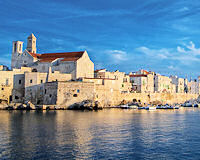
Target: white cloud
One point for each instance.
(185, 55)
(84, 47)
(117, 55)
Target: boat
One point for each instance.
(133, 106)
(152, 108)
(176, 107)
(165, 107)
(125, 106)
(141, 108)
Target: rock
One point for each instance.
(84, 105)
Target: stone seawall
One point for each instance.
(170, 98)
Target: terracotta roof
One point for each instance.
(49, 57)
(138, 75)
(101, 78)
(99, 70)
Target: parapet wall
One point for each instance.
(169, 98)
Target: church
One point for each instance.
(78, 64)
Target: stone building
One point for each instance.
(162, 84)
(193, 87)
(118, 80)
(76, 63)
(34, 83)
(12, 85)
(179, 83)
(142, 81)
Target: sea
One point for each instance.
(106, 134)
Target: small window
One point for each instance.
(75, 95)
(7, 81)
(16, 97)
(20, 47)
(15, 47)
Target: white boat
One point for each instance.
(152, 107)
(133, 107)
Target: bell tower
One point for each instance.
(17, 47)
(31, 44)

---------------

# AIM OF THE TASK
Write out the records above as a JSON list of strings, one string per line, with blank lines omitted. Leave the pictures out.

# RESPONSE
[
  "Target: white cloud",
  "One point for each instance.",
  "(185, 55)",
  "(84, 47)",
  "(117, 55)",
  "Target: boat",
  "One point for each instance.",
  "(133, 106)",
  "(152, 108)",
  "(176, 107)",
  "(165, 107)",
  "(125, 106)",
  "(141, 108)",
  "Target: rock",
  "One point for each instance.",
  "(84, 105)",
  "Target: stone seawall",
  "One point for each instance.",
  "(170, 98)",
  "Target: terracotta roof",
  "One point for each instance.",
  "(49, 57)",
  "(138, 75)",
  "(101, 78)",
  "(99, 70)",
  "Target: parapet wall",
  "One point for each instance.",
  "(169, 98)",
  "Target: church",
  "One point for each instance.",
  "(78, 64)",
  "Target: stone building",
  "One point for each instance.",
  "(162, 84)",
  "(193, 87)",
  "(118, 80)",
  "(76, 63)",
  "(34, 83)",
  "(12, 85)",
  "(179, 83)",
  "(142, 81)",
  "Target: sea",
  "One point for each instance.",
  "(106, 134)",
  "Target: small window",
  "One point for each instance.",
  "(75, 95)",
  "(7, 81)",
  "(16, 97)",
  "(20, 47)",
  "(15, 47)",
  "Target: white boat",
  "One point for each instance.",
  "(152, 107)",
  "(133, 107)",
  "Target: bell tower",
  "One point for each instance.",
  "(17, 47)",
  "(31, 44)"
]